**Source extract**

*** Block opens ***

We Saw; We Acted!

Likoni is the site of the southern terminus of the Likoni Ferry, a double ended ferry serving road traffic and pedestrians from both Likoni and Mombasa Island. Likoni, is just outside of the city of Mombasa. School attendance in this region is out of reach for many, not just because of the attendance fees, but distance and family’s need for an income. These kids need education in whatever for they can get it. Since the governments are preoccupied with their own well-being, the children need someone else to look out for them.

This poverty affects children and youth disproportionately, as it prevents them from finishing school and from finding work, leaving many idle, looking for ways to earn pennies while losing the opportunity to pursue their dreams. As a result Likoni stays poor and the ills of poverty, including idleness, crime, disease and early pregnancy, continue for another generation. The most important economic activities within this region are trading and fishing. However, the current individuals below poverty line in the area are still at 47%.The area lies within the coastal strip of the Indian Ocean and the people are basically traders and fishermen. On average, each household has 6 people living as squatters (have no land), since land forms the basic critical issue in the District. Education facilities within the Division are of very poor quality, and without any proper attention given to the destitute and the orphans. This discrimination of the vulnerable has resulted to high dropout rate from school, thus indulgence in immoral activities.

Even in the existing schools there is a big challenge has been the lack of adequate learning facilities which is a menace to all government learning institutions to accommodate the rising number of pupils in school, a factor that has reduced the quality of education to the children. Within Likoni district access to wood fuel the main type of fuel in the area is a problem as there are no forests. Due to this Carbon Zero has implemented an energy efficient cook stove project which has enabled households to cut on their wood use and save some money to even buy food and pay school fees for children.

Having a cook stove project within the area and having seen how the community suffers under high levels of poverty with the help of our partners Specialist Computer Centres (SCC) we chose to help fight the chronic poverty through enhancing education in the area; we chose Shikaadabu Primary School and started improving its facilities in consultation with the school management. So far we have managed to refurbish several classes, plastering dilapidated class floors, roofing the classes afresh and replacing old leaking iron sheets with quality new ones, making new desks for the pupils, painting dirty class walls to make them conducive for learning, construct a fence for the school and a gate for the school to curb rates of pupils sneaking in and out of school anyhow. Speaking to the school head teacher she says….

*** Block closes ***

**Extracted entries**
*** Block opens ***

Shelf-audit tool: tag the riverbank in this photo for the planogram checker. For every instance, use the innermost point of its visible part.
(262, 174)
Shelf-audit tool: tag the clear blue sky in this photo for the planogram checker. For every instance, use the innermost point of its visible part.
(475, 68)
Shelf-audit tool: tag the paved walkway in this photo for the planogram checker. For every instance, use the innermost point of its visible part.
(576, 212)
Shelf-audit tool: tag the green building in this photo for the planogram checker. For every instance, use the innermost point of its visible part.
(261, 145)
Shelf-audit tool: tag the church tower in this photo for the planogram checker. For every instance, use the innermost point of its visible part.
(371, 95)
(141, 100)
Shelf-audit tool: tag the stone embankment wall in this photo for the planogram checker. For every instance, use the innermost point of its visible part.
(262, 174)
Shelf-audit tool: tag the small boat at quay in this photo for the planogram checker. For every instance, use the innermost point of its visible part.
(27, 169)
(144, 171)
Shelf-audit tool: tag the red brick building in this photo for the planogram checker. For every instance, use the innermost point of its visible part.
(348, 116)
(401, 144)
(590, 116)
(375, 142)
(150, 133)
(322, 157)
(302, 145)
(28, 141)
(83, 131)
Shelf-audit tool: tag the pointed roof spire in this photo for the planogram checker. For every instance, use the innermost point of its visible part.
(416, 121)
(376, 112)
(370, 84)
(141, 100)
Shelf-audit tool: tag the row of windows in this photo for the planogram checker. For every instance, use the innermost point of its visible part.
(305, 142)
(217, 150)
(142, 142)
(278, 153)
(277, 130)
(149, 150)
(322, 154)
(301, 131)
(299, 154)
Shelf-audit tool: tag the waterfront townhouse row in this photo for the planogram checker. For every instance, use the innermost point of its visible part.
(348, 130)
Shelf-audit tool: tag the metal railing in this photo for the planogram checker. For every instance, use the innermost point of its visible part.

*** Block closes ***

**Tasks to carry out**
[1] According to the text on Likoni, which school did the organization choose to improve?
[2] Retype the passage from the text on Likoni, from "Having a cook" up to and including "teacher she says….".

**Responses for each task**
[1] It chose Shikaadabu Primary School.

[2]
Having a cook stove project within the area and having seen how the community suffers under high levels of poverty with the help of our partners Specialist Computer Centres (SCC) we chose to help fight the chronic poverty through enhancing education in the area; we chose Shikaadabu Primary School and started improving its facilities in consultation with the school management. So far we have managed to refurbish several classes, plastering dilapidated class floors, roofing the classes afresh and replacing old leaking iron sheets with quality new ones, making new desks for the pupils, painting dirty class walls to make them conducive for learning, construct a fence for the school and a gate for the school to curb rates of pupils sneaking in and out of school anyhow. Speaking to the school head teacher she says….